Raw records
'''

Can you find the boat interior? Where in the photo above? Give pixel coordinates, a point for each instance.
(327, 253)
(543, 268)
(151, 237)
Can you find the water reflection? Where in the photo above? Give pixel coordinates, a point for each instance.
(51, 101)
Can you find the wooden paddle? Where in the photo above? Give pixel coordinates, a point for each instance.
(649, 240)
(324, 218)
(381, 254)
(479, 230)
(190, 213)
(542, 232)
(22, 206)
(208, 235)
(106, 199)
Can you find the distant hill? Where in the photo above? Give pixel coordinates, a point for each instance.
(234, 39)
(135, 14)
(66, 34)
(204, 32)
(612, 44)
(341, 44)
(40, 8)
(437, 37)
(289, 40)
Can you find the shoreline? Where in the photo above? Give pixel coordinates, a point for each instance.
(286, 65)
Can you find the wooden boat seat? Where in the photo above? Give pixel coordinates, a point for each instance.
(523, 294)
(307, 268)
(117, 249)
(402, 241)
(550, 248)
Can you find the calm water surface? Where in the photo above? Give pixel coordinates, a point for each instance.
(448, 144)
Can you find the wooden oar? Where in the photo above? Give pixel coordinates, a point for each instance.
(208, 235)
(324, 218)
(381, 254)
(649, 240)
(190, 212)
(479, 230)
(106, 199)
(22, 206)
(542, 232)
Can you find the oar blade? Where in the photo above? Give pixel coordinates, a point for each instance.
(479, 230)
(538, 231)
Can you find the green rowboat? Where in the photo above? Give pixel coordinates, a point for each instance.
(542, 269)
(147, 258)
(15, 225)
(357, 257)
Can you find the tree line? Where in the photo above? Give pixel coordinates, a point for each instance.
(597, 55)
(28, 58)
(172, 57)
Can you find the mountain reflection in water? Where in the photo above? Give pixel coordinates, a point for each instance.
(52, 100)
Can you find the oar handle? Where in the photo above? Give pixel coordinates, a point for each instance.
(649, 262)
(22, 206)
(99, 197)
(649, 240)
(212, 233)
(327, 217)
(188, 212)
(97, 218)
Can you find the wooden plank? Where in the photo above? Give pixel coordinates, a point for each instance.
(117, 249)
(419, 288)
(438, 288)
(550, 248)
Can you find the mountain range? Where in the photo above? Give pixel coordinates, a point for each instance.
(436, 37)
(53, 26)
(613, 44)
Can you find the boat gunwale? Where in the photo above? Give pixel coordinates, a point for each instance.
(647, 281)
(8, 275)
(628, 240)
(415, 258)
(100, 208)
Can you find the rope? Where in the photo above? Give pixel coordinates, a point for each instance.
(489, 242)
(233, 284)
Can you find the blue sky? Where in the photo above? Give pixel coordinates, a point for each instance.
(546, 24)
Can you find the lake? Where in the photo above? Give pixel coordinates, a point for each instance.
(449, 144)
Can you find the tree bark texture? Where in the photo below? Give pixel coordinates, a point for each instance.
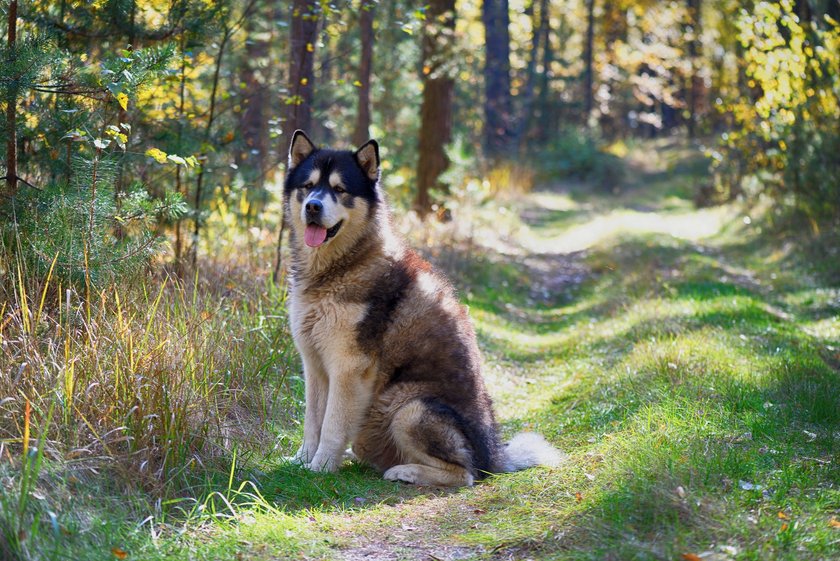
(361, 133)
(694, 47)
(539, 25)
(11, 110)
(302, 41)
(254, 74)
(498, 102)
(588, 94)
(436, 109)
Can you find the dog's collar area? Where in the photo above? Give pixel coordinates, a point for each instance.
(334, 230)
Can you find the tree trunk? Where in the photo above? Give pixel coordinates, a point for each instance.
(588, 94)
(199, 182)
(303, 37)
(497, 103)
(538, 32)
(548, 115)
(254, 122)
(436, 110)
(11, 110)
(694, 7)
(361, 132)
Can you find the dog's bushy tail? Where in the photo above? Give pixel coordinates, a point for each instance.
(528, 449)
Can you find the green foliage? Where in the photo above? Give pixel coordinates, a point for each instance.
(83, 222)
(575, 153)
(787, 131)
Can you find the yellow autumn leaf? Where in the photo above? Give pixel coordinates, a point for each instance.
(122, 99)
(158, 155)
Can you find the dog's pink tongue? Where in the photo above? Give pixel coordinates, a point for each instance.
(315, 235)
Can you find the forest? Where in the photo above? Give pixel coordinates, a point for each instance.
(638, 201)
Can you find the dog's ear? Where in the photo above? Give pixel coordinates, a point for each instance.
(300, 148)
(368, 157)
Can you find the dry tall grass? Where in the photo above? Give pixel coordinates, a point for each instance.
(156, 377)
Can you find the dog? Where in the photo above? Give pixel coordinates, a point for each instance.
(390, 358)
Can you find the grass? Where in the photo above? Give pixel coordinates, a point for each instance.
(687, 363)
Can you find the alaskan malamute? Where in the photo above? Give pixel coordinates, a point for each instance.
(389, 355)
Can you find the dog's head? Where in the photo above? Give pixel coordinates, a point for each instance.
(330, 194)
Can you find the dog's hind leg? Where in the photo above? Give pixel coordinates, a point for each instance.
(433, 450)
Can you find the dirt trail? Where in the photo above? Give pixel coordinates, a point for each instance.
(550, 247)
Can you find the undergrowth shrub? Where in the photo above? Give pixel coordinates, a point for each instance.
(786, 140)
(578, 154)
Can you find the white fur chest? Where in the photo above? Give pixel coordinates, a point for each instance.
(323, 323)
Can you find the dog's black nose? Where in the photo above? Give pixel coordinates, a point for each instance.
(314, 208)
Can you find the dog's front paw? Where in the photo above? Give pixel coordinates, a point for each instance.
(403, 473)
(303, 456)
(325, 463)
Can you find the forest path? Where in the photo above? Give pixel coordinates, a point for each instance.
(521, 283)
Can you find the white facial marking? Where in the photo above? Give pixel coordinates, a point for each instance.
(314, 176)
(335, 179)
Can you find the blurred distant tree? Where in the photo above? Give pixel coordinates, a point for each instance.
(786, 134)
(436, 111)
(302, 43)
(361, 132)
(498, 105)
(11, 100)
(588, 56)
(694, 32)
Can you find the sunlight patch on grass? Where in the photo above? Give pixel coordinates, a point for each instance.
(604, 227)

'''

Requirements
Copy the data above word for word, and leave the pictures out of your copy.

Response
Can you find the boat interior? Where in the photo above? Give pixel coordinates, a point for each instance.
(327, 253)
(543, 268)
(151, 237)
Can you find the water reflection? Where in the photo above? Give pixel coordinates, a point for each instance.
(51, 101)
Can you find the wooden paddle? Where in the photo above? Give pixel coordinates, a point for each instance.
(649, 240)
(324, 218)
(381, 254)
(479, 230)
(190, 213)
(542, 232)
(22, 206)
(208, 235)
(106, 199)
Can you find the distant hill? Where in the photo above? Give pixel coordinates, a point for each instance.
(234, 39)
(135, 14)
(66, 34)
(204, 32)
(612, 44)
(341, 44)
(40, 8)
(437, 37)
(289, 40)
Can you find the shoreline? Where in the photo above? Give pixel coordinates, a point for each instance.
(286, 65)
Can you find the wooden boat seat? Where in the photo above? Give pixel coordinates, a point for each instance.
(523, 294)
(307, 268)
(117, 249)
(402, 241)
(550, 248)
Can you find the calm water surface? Where in the photo above? Give pixel coordinates, a point for each instance.
(448, 144)
Can you find the wooden oar? Where in the photo above? Give pixel coordinates, a point for each instance.
(208, 235)
(324, 218)
(381, 254)
(649, 240)
(190, 212)
(479, 230)
(106, 199)
(22, 206)
(542, 232)
Can you find the oar blade? Where in the photo above? Give pixel coordinates, a point for each instance.
(479, 230)
(538, 231)
Can you find the green rowboat? Where in the photo above? Give pixel coordinates, a point for each instance.
(542, 269)
(147, 258)
(15, 225)
(357, 257)
Can you find the tree line? Where in the photo above? Give pixel coordinates, a point for each instance.
(597, 55)
(28, 58)
(172, 57)
Can you find the mountain reflection in water? Where in the photo above? Give pixel coordinates, a point for each instance.
(52, 100)
Can you find the oar handle? Where in the photo above? Give pixel coordinates, a point for each instance.
(649, 262)
(22, 206)
(99, 197)
(649, 240)
(212, 233)
(327, 217)
(188, 212)
(97, 218)
Can you find the wooden plank? Where in the photo above? Give pixel coordinates, a point for each instance.
(117, 249)
(419, 288)
(438, 288)
(550, 248)
Can you find the mountain range? Where in the photo above? Give pixel coordinates, a point for each instance.
(436, 37)
(53, 26)
(613, 44)
Can you find the boat gunwale? Where in the photo above? Give pixel coordinates, a point for each instance.
(647, 281)
(8, 275)
(628, 240)
(415, 258)
(100, 208)
Can you find the rope? Where in the photo above? Give pixel coordinates, a point for each instance.
(489, 242)
(233, 284)
Can you find the blue sky? Where in the photo above? Give pixel coordinates, a point for each instance.
(546, 24)
Can you find the lake? Where in the photo above? Give pixel coordinates, a point for each instance.
(449, 144)
Can you find the tree bark texture? Where in the photo below? Give pixel coordinates, a point for each instance.
(361, 133)
(694, 47)
(539, 25)
(11, 110)
(302, 41)
(254, 74)
(498, 102)
(588, 94)
(436, 109)
Can you find the dog's collar area? Where in the photo above? Give pixel coordinates, a point for each instance.
(334, 230)
Can you find the tree trunk? Where in the photo above? Give pixel coordinates, a point for each instance.
(588, 94)
(199, 182)
(303, 37)
(497, 103)
(538, 32)
(548, 115)
(254, 122)
(436, 110)
(11, 110)
(694, 7)
(361, 132)
Can you find the dog's bushy tail? Where in the photo above? Give pixel coordinates, a point for each instance.
(528, 449)
Can you find the green foliage? Where in the photo above? Give pixel coordinates, a point for each instance.
(83, 222)
(575, 153)
(787, 131)
Can you find the yellow autumn leaf? Where in the photo above? Give pixel coordinates, a point for each instance.
(122, 99)
(158, 155)
Can you find the dog's pink tongue? Where in the photo above? Give pixel coordinates, a point for each instance.
(315, 235)
Can you find the forest? Where in the photo above? Give pixel coordinates, a point for each instance.
(638, 201)
Can you find the dog's ear? Where in the photo above? Give pixel coordinates, a point for each instance.
(300, 148)
(368, 157)
Can you find the dry tall grass? Where in the photo above? Give pixel coordinates, a point for each instance.
(156, 377)
Can you find the dog? Where in the photo above? Give pixel coordinates, a point for each instance.
(390, 358)
Can you find the grass? Where in the photo above? Give pixel coordinates, a point for each instance.
(687, 363)
Can you find the alaskan malamute? Where in the photo above? Give pixel coordinates, a point for each instance.
(389, 355)
Can you find the dog's head? Where in the photo above? Give pixel coordinates, a point for each instance.
(330, 194)
Can you find the dog's hind leg? Where in the photo above? Give pixel coordinates, a point for each instance.
(433, 450)
Can you find the dirt trail? Where in the photo above? Give pixel coordinates, a point for each instance.
(550, 247)
Can you find the undergrowth shrub? Where in the photo above? Give pixel coordinates, a point for each instance.
(786, 140)
(578, 154)
Can you find the white fur chest? Where in the photo above? Give pixel coordinates, a point for each instance.
(323, 323)
Can you find the dog's black nose? Where in the photo above? Give pixel coordinates, a point for each instance.
(314, 208)
Can you find the dog's front paw? Where in the photo above? Give pixel coordinates, a point for each instance.
(403, 473)
(303, 456)
(325, 463)
Can you find the forest path? Where in the photo above? Give pixel coordinates, a point for each instance.
(521, 283)
Can you find the white facial marking? Where in the photo above? Give pixel coordinates, a point for each instance.
(314, 176)
(335, 179)
Can you find the blurred distant tree? Where in the photo above? Give pixel coordinates, a point for each instance.
(786, 134)
(436, 111)
(302, 43)
(361, 132)
(498, 105)
(11, 100)
(588, 56)
(694, 32)
Can you find the sunlight patch on grass? Where in the photo above? Give pixel coordinates, a point for each instance.
(604, 227)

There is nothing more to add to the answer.